_QUOTED PASSAGE:_
□ □ □

Xi Jinping’s visit in Nur-Sultan highlights China’s regional leadership
The visit is also an indication that the Chinese president feels confident enough about his status at home on the eve of the 20th Congress of the Communist Party of China. Bilateral deals are set to be signed. Kazakhstanis look to China to counter Russia's influence. Beijing is courting a major provider of raw materials and energy, but bilateral relations are not free from tensions.
Beijing (AsiaNews) – Chinese President Xi Jinping is set to visit Kazakhstan on 14 September.
For experts, two factors explain the timing, namely Xi’s desire to boost China’s position in Central Asia and to show that his leadership at home is firm and undisputed at a time when the country is affected by an economic crisis.
For Xi, this will be his first trip abroad since the outbreak of the COVID-19 pandemic in early 2020. After Kazakhstan, the Chinese leader will attend the Shanghai Cooperation Organisation (SCO) summit in Uzbekistan.
Between 13 and 15 September, Pope Francis will also be in Kazakhstan on an apostolic mission, with the Catholic News Agency not ruling out a meeting between the two, however unlikely it might seem.
Back in China, ordinary Chinese also hope that Xi's Central Asian tour will be the first step towards easing the country's draconian COVID-19 health restrictions. However, this is unlikely to happen before the end of the 20th Congress of the Communist Party of China, which opens on 16 October.
According to several analysts, the visits to Kazakhstan and Uzbekistan on the eve of the party congress are also a sign that Xi’s power is safe.
During his stay in Nur-Sultan, Xi will sign a series of bilateral agreements with Kazakhstani President Kassym-Jomart Tokayev, a Kazakh Foreign Ministry spokesperson said.

□ □ □

_TO DO:_
[1] Retype the text on Xi Jinping's Kazakhstan visit word for word, from "Between 13 and" to "power is safe.".
[2] Extend the article on Xi Jinping's visit to Kazakhstan, picking up after its final sentence.
The material after this has nothing to do with the work here.

□ □ □

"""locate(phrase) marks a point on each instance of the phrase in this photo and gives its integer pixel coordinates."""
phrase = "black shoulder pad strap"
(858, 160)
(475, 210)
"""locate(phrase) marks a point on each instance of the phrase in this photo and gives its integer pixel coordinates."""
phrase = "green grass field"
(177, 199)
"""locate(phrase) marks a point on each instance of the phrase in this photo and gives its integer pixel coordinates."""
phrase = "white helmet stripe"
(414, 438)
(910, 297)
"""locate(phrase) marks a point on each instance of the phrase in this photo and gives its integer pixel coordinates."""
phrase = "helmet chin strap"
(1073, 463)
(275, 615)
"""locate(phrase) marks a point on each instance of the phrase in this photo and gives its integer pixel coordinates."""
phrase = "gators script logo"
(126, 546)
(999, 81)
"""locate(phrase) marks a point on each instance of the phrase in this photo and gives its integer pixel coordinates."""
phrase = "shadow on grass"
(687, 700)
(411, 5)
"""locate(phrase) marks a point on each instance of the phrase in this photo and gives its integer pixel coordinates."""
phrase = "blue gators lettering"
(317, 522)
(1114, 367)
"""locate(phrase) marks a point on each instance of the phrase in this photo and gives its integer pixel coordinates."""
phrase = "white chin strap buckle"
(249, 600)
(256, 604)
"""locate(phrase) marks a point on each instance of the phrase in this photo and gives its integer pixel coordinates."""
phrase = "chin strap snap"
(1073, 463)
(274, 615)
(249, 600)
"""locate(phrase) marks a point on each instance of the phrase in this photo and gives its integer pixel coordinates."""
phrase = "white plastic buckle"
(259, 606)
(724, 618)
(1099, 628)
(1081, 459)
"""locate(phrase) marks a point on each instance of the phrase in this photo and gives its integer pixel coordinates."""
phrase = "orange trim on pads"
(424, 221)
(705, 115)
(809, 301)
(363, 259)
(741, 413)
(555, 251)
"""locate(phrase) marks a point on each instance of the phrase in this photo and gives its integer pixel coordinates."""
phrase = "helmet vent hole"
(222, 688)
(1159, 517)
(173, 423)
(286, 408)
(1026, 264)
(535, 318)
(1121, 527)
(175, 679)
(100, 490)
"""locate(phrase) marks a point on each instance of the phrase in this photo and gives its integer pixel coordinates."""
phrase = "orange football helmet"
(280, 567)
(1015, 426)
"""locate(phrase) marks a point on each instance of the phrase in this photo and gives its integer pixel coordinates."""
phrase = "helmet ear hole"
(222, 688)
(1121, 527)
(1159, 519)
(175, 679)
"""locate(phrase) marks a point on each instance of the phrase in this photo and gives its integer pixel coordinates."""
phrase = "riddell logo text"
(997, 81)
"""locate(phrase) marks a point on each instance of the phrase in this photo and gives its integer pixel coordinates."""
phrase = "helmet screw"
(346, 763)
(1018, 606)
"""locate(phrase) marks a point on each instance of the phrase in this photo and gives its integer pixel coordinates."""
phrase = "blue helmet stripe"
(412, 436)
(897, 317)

□ □ □

_PER-TASK ANSWERS:_
[1]
Between 13 and 15 September, Pope Francis will also be in Kazakhstan on an apostolic mission, with the Catholic News Agency not ruling out a meeting between the two, however unlikely it might seem.
Back in China, ordinary Chinese also hope that Xi's Central Asian tour will be the first step towards easing the country's draconian COVID-19 health restrictions. However, this is unlikely to happen before the end of the 20th Congress of the Communist Party of China, which opens on 16 October.
According to several analysts, the visits to Kazakhstan and Uzbekistan on the eve of the party congress are also a sign that Xi’s power is safe.

[2]
China is the main economic player in Central Asia, even though Russia remains the dominant military player. Thus, Xi's trip is seen as an opportunity to reaffirm China's growing hegemony in the region at a time that Russia grapples with the political and economic fallout from its aggression against Ukraine.
At the SCO summit, China's supreme leader is expected to meet Vladimir Putin. By stopping first in Kazakhstan, Xi may want to send a message to his Russian counterpart that China recognises the sovereignty of Central Asian countries. In 2014 Putin had said that Kazakhstan was an artificial creation of its first president, Nursultan Nazarbayev.
Ethnic Kazakhs, who live with a large Russian community, fear that after Ukraine the Kremlin could also threaten their independence.
For China, Kazakhstan is a major supplier of minerals, metals and energy, as well as a key transit point for Chinese goods on their way to Europe, and a major link in the Belt and Road Initiative, the huge infrastructure project Xi announced in 2013 during a visit to Kazakhstan.
Since then, Chinese investments in Central Asia have surpassed Russia’s. What is more, the pipeline that delivers Turkmen gas to Xinjiang, north-western China, also runs through Kazakhstan. Turkmenistan is China’s main supplier of natural gas.
Following street protests in Kazakhstan at the start of the year over the rising cost of living, China expressed veiled concerns about the country’s stability; however, during the turmoil, energy facilities were not affected.
Observers on the ground note that any group seeking power in Kazakhstan would not sabotage gas and oil pipelines, which are the bases of the country’s wealth.
Not everything is smooth between two countries either. Chinese nationalist groups claim that China traditionally ruled Kazakhstani territory, while over the past few years, some Kazakhstanis have protested against the growing presence of Chinese companies, considered major polluters.
Kazakhstanis are also unhappy about the way China treats their "cousins" in Xinjiang where China is accused by many parties of placing more than a million Turkic-speaking Muslims, including ethnic Kazakhs, in concentration camps.